╭──

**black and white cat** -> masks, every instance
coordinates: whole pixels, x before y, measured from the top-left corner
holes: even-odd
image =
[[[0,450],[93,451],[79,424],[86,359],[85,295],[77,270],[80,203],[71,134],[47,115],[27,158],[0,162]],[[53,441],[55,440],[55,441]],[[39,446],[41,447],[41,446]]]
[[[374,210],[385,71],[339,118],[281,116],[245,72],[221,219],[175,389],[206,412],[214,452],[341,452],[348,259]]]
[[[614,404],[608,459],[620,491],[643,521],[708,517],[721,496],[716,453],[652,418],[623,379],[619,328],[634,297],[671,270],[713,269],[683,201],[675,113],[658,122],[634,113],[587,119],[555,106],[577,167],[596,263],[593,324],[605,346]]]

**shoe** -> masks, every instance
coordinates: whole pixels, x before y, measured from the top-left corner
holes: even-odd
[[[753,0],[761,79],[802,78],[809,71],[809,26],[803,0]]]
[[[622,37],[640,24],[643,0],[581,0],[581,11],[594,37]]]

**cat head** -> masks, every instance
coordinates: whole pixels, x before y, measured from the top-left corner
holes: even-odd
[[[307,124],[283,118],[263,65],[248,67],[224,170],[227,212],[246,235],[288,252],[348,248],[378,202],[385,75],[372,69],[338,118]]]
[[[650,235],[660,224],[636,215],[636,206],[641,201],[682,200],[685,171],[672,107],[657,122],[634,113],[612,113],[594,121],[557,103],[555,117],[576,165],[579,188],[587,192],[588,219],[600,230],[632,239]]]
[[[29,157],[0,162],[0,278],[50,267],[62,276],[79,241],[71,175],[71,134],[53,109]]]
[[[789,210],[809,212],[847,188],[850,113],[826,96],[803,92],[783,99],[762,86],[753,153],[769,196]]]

╰──
╭──

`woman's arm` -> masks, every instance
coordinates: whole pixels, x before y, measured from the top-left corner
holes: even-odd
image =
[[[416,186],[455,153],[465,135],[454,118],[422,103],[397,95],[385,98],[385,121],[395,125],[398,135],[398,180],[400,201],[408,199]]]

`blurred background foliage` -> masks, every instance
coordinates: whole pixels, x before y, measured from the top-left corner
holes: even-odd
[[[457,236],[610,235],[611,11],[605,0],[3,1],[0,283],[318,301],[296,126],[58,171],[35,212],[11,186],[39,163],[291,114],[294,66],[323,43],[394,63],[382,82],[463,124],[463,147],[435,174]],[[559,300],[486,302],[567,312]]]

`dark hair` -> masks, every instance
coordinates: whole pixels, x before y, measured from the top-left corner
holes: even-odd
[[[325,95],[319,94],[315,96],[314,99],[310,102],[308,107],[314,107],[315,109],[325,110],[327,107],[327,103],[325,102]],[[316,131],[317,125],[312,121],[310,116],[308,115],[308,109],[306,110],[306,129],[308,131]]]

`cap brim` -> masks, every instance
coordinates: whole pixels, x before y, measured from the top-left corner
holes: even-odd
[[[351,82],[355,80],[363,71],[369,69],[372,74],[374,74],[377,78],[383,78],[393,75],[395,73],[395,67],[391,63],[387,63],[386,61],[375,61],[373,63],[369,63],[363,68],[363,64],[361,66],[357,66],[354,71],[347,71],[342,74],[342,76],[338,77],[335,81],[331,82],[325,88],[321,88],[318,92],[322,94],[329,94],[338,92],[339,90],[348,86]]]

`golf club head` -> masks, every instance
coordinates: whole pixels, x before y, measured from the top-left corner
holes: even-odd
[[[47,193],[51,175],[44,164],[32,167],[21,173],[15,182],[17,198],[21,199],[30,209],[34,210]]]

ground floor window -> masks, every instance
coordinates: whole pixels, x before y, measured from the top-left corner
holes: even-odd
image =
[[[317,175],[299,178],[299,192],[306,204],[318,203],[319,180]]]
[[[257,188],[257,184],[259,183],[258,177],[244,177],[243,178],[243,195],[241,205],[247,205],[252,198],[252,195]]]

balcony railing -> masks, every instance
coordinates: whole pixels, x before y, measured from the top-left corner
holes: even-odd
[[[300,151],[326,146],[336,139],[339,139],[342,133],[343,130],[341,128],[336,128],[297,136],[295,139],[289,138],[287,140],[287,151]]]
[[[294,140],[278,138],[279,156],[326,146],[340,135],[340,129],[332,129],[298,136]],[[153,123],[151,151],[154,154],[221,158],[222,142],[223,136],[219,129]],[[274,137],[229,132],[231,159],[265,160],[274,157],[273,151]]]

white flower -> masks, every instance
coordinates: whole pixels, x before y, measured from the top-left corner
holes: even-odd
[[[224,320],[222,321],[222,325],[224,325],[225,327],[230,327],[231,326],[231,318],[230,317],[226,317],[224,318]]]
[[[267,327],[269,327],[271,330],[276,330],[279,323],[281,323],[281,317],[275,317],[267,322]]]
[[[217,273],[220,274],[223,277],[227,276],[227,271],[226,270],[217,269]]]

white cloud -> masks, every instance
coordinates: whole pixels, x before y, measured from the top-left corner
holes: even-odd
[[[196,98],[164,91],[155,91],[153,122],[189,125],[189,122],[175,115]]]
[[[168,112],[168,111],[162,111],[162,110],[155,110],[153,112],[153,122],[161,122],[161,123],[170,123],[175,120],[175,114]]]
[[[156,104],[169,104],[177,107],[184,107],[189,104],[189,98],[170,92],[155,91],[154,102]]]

╰──

■ **Goal of the exercise**: Only the lines holding the string "head" are needed; copy each of them from the material above.

■ **Output below**:
**cat head** -> masks, every instance
`golf club head` -> masks, every instance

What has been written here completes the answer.